◆ Work instruction ◆
What is needed here is an exact printout of the data, with no pictures included.

-- Opening Marker --

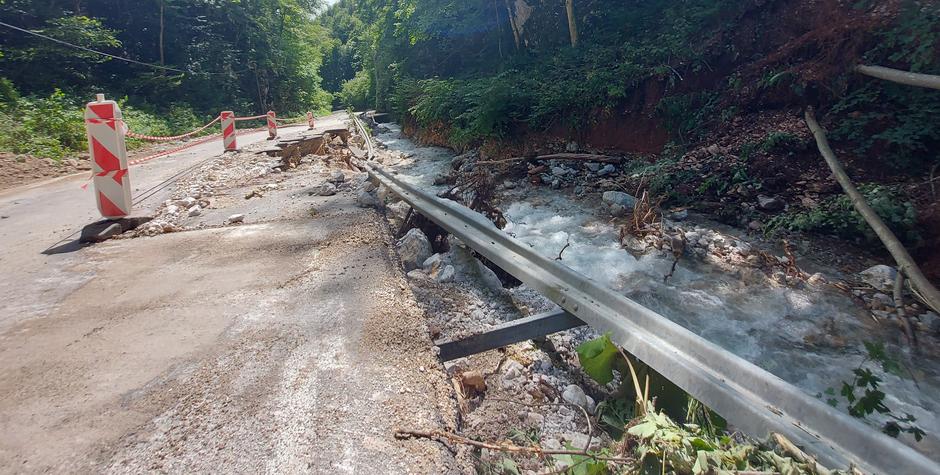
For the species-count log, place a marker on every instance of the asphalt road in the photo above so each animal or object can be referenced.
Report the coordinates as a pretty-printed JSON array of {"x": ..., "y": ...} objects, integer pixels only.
[{"x": 291, "y": 343}]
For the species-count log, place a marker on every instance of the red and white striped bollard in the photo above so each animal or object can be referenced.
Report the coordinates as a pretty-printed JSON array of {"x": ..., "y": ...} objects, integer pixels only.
[
  {"x": 272, "y": 126},
  {"x": 228, "y": 131},
  {"x": 105, "y": 128}
]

-- Closing Marker --

◆ Result ◆
For the species-count log, place a marker on every instance of the asphalt road in the photo above so each animal or object can be referenced.
Report the coordinates as a pretty-printed JSON array of {"x": ..., "y": ...} objects, integer pixels only.
[{"x": 291, "y": 343}]
For the species-count log, place a marker on every instance of the red and white striped bollard in the photo above so each animal or object can be referenced.
Report the coordinates as a pretty-printed JSON array of {"x": ..., "y": ...} objects, integer pixels only.
[
  {"x": 272, "y": 126},
  {"x": 228, "y": 131},
  {"x": 105, "y": 128}
]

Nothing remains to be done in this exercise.